Copy out the rows again word for word, from the line containing "form [408, 544]." through the end of the rows, including both.

-- start Available data --

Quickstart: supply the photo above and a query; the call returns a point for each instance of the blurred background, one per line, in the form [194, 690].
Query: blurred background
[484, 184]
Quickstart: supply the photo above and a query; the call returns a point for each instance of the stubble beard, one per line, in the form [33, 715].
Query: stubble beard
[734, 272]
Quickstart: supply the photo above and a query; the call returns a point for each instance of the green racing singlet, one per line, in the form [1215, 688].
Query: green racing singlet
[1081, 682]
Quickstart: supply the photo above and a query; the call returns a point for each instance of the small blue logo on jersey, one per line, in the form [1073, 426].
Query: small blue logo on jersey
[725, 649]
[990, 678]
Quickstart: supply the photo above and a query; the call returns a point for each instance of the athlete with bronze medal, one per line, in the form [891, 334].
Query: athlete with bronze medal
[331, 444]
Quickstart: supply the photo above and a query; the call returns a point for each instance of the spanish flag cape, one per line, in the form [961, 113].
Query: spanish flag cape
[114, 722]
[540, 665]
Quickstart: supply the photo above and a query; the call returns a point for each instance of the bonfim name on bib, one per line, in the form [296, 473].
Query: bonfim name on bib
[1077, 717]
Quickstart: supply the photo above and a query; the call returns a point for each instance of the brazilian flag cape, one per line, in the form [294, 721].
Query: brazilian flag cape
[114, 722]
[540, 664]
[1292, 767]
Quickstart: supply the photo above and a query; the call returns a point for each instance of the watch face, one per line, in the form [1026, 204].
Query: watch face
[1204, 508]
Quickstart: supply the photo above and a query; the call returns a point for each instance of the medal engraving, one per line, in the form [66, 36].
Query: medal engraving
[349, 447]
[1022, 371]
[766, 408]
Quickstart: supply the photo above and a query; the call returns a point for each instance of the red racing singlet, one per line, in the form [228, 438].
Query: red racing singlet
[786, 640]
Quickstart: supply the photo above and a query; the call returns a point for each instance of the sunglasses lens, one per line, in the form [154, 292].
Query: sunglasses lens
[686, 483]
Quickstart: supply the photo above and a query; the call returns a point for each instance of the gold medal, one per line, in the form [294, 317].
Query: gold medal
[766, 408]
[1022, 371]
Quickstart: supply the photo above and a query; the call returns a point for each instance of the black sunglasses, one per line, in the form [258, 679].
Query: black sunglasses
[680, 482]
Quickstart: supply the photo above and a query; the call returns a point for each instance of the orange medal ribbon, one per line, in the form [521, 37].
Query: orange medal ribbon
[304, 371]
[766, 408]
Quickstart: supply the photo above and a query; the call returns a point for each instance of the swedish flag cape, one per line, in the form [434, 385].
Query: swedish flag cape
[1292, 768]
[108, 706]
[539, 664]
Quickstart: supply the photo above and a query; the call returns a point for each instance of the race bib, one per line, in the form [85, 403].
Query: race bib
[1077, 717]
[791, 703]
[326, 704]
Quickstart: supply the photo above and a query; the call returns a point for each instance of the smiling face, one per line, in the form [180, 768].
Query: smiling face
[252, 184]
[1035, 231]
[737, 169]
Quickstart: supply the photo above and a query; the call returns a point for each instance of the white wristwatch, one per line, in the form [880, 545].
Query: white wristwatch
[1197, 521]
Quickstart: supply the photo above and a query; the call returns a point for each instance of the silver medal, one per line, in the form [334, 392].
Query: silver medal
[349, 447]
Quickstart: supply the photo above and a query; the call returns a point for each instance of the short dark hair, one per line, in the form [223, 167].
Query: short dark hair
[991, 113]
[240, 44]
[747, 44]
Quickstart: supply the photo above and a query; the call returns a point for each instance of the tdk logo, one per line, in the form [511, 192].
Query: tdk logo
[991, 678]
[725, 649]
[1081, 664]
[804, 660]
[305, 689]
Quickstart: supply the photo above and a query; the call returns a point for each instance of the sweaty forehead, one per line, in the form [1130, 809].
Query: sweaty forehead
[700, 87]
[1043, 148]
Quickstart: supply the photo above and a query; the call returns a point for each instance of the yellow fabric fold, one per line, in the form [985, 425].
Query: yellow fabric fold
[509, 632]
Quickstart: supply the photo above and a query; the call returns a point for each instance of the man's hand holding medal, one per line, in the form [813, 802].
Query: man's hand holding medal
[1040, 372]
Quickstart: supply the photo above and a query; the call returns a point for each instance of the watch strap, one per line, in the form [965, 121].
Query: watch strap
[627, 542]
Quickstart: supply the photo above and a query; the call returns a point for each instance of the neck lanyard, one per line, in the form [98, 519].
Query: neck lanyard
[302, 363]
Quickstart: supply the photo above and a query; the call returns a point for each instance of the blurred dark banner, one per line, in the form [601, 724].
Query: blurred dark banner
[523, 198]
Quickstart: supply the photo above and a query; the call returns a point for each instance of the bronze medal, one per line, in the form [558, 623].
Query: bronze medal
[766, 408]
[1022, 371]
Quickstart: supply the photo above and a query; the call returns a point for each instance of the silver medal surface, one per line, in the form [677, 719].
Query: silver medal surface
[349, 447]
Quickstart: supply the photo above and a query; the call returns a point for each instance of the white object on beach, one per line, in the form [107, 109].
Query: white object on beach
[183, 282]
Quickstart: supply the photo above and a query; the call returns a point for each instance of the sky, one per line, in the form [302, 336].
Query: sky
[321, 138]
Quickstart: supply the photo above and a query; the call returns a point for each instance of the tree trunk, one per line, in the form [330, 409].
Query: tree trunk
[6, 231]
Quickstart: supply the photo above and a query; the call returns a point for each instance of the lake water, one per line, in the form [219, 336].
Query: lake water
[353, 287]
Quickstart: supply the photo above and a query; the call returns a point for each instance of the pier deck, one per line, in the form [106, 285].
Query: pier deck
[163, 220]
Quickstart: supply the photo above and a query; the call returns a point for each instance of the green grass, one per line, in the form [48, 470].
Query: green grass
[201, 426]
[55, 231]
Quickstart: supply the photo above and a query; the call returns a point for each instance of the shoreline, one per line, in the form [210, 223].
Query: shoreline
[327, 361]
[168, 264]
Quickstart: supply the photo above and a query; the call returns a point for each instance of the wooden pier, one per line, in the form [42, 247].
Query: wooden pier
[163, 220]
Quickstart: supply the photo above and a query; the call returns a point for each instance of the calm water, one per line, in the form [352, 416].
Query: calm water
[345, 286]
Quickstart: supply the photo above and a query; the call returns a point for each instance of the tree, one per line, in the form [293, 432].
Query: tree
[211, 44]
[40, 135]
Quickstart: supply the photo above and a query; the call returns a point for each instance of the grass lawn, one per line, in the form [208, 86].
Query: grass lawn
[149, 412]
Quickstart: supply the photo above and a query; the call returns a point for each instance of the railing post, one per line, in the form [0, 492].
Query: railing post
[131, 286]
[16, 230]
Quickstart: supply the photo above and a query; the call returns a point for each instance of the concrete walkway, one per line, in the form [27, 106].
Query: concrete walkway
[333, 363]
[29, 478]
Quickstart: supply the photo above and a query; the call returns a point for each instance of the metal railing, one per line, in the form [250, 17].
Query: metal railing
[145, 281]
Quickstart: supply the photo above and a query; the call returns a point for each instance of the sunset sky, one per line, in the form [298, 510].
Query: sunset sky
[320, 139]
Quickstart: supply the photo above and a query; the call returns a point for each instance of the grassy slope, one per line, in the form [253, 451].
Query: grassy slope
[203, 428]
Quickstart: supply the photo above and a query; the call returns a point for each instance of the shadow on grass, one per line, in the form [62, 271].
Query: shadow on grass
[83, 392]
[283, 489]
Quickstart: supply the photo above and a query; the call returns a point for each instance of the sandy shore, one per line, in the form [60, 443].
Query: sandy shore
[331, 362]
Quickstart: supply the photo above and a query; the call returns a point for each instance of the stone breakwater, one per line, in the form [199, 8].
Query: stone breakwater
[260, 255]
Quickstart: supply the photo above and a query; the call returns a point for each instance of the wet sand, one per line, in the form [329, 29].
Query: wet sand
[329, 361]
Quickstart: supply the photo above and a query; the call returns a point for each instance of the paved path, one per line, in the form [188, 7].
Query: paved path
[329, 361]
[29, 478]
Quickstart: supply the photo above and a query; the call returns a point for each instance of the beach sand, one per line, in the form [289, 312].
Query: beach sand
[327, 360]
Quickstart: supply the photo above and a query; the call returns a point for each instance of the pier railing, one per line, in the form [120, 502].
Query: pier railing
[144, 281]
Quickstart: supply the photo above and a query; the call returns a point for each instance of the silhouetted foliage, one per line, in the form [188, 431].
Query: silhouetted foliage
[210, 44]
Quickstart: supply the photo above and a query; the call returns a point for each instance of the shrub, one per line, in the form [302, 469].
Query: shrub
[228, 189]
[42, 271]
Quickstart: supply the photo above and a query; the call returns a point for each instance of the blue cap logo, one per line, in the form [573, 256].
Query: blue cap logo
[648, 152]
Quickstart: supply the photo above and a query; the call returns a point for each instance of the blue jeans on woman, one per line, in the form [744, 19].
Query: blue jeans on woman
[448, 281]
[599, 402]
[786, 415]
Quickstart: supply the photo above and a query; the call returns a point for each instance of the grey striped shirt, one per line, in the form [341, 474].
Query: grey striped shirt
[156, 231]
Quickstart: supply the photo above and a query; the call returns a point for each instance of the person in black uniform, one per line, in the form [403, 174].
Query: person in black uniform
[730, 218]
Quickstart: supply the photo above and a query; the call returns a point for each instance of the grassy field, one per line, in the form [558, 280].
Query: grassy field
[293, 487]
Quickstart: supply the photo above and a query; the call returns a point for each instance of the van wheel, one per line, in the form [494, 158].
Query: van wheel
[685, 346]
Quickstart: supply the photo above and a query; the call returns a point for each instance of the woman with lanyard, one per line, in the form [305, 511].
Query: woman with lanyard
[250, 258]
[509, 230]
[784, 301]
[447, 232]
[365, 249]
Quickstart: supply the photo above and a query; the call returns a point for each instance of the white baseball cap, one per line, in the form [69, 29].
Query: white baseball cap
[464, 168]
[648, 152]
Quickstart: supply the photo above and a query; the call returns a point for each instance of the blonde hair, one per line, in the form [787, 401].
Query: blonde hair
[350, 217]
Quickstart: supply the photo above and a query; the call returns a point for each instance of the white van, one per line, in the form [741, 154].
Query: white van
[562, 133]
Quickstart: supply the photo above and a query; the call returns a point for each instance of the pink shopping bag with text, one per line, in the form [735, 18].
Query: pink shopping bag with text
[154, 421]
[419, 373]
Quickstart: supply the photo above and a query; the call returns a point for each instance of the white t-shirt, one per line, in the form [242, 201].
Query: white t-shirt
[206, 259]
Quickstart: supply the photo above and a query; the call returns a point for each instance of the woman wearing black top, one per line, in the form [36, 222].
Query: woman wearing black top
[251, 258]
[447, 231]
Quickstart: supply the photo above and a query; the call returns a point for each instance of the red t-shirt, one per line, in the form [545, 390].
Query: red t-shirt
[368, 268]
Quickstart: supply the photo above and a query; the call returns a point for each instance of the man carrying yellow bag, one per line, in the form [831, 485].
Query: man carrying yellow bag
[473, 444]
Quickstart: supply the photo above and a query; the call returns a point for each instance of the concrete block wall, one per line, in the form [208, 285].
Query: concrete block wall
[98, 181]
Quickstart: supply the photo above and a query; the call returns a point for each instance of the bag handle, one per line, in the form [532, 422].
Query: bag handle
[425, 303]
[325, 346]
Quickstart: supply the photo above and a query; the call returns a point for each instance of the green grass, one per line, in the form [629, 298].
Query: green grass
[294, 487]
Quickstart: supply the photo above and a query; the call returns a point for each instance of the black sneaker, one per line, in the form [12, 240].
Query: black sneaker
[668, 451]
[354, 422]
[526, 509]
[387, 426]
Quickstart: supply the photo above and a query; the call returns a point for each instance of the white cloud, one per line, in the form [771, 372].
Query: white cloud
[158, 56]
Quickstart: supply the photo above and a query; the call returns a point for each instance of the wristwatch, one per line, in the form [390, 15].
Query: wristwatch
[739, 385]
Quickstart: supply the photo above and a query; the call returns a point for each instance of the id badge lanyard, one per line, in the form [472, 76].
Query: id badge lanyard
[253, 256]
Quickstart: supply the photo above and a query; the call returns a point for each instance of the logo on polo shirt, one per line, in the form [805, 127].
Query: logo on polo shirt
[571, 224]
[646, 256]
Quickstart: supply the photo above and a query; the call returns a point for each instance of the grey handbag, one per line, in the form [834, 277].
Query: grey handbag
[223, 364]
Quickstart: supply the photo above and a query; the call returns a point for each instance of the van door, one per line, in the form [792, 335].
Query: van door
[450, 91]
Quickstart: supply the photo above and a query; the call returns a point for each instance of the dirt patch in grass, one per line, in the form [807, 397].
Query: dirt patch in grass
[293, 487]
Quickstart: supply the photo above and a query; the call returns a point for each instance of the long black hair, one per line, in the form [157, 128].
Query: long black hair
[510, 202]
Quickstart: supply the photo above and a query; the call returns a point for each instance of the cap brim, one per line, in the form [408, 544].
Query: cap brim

-- end Available data --

» **Output of the task**:
Quickstart: supply the photo above and a query; the call returns a point for each instance of the cap brim, one per line, in the form [408, 544].
Query: cap brim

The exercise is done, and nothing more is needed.